I like your post a lot, particularly on the matter of performance.  It
raises useful questions.  Of course, Nigel has written usefully on
design ability.  But there is a theme from rhetoric that bears on this
matter, too.

In the tradition, it is observed that some practice by natural talent
(genius), others by imitating individuals who practice well
(apprenticeship), and still others by education in the principles of an
art.  

The point holds well for design, as well.  As teachers, I think we are
concerned with the last group--those who seek out formal education as a
pathway to practice, bringing whatever natural talent they have for
development and refinement.  And our job, as teachers, is to grasp and
communicate, as best we can, the principles and their application.

The problem of design teaching is related to, but not the same as, the
problem of design research--and doctoral study.  

Dick



Excerpts from mail: 29-Sep-100 Re: Design Knowledge ... by
Glenn_Johnson@beaerospac 
> Dick,
> 
> It was the end of the day and sorry that I was being a pain in the
arse towards
> the design research community and stir things up again, but I never realized
> Rhetoric had the two meanings, checking out MSN Encarta gives this
(see below) -
> 
> I have always felt that No. 2 & 3 is the take on rhetoric in general,
although
> rhetoric at court was seen as a good skill in earlier times, and
underlines the
> methods used in getting the message across - design again?

[Data entries]
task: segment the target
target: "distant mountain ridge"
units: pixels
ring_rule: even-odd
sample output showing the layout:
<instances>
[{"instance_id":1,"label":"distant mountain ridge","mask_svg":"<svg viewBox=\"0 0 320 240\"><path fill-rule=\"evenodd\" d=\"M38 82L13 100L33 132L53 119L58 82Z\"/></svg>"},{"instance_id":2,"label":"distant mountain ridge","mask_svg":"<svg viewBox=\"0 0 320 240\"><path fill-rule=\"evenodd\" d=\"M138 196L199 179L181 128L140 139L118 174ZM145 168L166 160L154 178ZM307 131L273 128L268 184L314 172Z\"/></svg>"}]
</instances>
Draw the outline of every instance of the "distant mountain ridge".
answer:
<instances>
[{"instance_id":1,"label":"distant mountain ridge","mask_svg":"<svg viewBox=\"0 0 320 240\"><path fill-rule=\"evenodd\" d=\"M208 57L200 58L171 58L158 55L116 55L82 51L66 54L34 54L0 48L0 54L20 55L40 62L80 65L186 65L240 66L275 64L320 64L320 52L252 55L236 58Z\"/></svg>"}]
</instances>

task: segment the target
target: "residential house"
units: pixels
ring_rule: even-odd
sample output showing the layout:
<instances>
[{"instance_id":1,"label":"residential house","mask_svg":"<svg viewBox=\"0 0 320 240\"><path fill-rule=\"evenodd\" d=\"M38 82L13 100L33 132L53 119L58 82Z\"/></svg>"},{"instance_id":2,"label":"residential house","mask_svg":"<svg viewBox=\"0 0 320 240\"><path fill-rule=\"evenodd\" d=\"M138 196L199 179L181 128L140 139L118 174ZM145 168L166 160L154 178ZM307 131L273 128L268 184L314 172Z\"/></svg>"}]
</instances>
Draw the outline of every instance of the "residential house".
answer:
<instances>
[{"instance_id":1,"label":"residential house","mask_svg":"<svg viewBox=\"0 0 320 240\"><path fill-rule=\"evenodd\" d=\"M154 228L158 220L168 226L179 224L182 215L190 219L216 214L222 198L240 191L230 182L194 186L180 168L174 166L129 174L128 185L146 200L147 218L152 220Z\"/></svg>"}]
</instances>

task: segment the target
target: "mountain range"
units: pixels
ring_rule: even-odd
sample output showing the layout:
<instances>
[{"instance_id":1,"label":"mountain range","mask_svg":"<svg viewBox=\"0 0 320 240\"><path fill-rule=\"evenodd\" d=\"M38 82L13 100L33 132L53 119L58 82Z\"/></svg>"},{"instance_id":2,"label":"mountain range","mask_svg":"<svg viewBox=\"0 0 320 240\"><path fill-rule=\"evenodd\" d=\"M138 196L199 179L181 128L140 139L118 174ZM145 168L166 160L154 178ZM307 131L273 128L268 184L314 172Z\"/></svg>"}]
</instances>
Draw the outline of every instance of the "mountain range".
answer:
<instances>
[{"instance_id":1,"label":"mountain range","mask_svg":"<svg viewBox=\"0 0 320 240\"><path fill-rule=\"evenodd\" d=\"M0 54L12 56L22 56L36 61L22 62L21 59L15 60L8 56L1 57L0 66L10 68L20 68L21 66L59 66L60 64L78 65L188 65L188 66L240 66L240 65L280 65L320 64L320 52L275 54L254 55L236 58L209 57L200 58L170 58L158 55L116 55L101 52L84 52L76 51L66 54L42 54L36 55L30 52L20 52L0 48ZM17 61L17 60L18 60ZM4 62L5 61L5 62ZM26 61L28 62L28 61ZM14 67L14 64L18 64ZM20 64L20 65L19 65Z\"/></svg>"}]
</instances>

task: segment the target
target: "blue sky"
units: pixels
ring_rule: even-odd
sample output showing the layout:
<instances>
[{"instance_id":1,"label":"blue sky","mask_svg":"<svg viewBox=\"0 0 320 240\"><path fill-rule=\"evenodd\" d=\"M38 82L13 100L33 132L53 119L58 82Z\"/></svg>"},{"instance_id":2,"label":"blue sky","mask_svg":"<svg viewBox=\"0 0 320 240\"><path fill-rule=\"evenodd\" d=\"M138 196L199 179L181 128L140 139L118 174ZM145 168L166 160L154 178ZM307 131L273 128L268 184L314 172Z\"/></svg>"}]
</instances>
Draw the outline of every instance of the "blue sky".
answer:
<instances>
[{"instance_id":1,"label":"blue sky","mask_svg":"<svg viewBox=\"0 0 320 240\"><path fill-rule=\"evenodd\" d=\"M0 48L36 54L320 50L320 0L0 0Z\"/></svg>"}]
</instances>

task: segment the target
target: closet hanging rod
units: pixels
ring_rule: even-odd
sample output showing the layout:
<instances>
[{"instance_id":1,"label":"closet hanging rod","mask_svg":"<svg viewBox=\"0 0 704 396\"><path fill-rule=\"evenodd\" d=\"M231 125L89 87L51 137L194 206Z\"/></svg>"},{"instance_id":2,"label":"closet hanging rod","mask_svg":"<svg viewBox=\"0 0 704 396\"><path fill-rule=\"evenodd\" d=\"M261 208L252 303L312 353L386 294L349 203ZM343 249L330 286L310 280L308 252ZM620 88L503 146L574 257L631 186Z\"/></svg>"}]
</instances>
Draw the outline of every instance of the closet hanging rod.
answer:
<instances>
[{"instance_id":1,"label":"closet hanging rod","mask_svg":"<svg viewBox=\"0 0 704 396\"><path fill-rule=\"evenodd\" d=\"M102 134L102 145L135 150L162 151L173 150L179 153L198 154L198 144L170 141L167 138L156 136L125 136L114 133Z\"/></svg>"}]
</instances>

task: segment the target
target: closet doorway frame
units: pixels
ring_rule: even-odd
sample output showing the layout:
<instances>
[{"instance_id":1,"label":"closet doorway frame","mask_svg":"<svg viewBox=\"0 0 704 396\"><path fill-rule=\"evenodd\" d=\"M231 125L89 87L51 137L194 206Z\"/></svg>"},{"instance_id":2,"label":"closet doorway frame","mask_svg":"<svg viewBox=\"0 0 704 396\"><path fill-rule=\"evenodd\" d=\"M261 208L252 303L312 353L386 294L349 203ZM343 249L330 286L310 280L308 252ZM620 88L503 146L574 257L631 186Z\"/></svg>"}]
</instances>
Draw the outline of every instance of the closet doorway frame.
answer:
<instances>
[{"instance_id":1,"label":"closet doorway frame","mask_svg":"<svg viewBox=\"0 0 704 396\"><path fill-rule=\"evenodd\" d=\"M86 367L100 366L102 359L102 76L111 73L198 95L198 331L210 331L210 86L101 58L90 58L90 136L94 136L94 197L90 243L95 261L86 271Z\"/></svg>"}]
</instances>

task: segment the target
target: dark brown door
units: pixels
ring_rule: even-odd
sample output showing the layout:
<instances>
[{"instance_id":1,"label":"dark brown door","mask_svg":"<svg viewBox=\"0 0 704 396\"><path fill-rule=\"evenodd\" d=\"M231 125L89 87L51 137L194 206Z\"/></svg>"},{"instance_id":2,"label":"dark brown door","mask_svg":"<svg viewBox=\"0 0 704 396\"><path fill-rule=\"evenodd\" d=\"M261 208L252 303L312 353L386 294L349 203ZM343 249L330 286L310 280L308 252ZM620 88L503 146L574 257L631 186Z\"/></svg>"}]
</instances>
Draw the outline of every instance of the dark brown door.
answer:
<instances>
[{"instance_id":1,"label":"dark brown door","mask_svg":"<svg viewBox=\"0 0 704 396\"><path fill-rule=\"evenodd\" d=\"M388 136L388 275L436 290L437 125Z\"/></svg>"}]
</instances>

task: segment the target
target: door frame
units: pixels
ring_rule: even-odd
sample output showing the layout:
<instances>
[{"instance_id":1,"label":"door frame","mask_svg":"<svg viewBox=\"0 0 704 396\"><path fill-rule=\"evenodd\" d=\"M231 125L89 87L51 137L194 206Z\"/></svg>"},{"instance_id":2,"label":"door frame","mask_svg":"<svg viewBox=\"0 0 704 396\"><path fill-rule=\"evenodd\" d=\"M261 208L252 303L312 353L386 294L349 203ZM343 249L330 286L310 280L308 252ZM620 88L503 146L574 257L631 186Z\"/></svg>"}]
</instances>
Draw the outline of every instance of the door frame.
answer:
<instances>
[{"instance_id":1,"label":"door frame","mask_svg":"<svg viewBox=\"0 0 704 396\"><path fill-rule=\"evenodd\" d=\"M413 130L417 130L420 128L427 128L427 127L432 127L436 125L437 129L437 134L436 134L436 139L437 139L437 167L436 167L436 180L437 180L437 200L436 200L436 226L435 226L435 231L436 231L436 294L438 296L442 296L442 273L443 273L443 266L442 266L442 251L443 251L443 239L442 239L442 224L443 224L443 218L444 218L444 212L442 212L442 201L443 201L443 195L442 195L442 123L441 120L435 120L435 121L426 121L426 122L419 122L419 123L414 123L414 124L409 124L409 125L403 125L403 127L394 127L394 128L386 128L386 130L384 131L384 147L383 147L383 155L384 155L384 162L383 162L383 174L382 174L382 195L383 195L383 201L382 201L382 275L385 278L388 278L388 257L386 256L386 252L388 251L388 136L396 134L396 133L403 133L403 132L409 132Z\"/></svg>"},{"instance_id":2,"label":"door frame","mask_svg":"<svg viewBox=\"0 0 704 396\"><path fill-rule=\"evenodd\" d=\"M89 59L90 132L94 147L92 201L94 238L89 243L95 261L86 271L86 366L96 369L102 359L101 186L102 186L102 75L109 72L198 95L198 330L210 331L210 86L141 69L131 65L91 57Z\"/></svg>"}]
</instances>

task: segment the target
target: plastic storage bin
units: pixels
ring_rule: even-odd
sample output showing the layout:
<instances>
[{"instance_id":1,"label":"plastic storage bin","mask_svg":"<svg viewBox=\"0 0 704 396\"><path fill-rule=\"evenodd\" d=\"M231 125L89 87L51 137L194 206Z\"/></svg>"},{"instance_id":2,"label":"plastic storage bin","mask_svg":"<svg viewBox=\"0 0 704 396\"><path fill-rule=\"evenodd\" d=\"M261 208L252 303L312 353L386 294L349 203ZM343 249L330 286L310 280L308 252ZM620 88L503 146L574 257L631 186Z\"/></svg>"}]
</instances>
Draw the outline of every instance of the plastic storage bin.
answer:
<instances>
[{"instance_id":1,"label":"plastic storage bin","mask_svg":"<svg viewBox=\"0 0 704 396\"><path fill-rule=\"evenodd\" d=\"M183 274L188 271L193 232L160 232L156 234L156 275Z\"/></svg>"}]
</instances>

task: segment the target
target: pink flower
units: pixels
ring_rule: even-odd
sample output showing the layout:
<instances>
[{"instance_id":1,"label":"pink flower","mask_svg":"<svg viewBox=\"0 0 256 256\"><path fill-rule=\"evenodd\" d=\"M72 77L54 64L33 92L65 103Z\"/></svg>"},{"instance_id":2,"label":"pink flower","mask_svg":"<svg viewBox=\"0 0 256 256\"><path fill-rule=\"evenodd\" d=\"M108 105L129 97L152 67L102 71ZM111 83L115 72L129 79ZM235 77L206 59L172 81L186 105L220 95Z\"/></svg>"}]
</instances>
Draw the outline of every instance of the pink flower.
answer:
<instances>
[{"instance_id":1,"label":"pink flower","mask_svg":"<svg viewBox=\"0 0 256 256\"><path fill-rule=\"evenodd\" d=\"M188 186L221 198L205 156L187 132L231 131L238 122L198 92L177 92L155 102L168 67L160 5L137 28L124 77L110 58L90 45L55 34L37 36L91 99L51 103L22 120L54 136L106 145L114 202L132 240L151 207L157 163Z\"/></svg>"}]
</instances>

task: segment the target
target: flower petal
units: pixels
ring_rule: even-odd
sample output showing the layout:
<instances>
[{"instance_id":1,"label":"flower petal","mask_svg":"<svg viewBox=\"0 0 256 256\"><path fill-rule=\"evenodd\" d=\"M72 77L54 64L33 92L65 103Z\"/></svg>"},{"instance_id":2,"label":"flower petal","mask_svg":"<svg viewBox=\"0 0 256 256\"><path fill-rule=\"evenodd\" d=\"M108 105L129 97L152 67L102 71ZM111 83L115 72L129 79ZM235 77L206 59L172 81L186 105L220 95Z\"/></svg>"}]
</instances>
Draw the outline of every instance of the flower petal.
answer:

• [EXERCISES]:
1. In the post on design teaching, copy everything from "The point holds" down to "and their application.", swapping "teachers" for "instructors".
2. Translate this sentence from the post on design teaching into Spanish: "The problem of design teaching is related to, but not the same as, the problem of design research--and doctoral study."
The rows have no connection to the post.

• [SOLUTIONS TO THE PROBLEMS]:
1.
The point holds well for design, as well.  As instructors, I think we are
concerned with the last group--those who seek out formal education as a
pathway to practice, bringing whatever natural talent they have for
development and refinement.  And our job, as instructors, is to grasp and
communicate, as best we can, the principles and their application.

2. El problema de la enseñanza del diseño está relacionado con el problema de la investigación en diseño (y con los estudios doctorales), pero no es el mismo.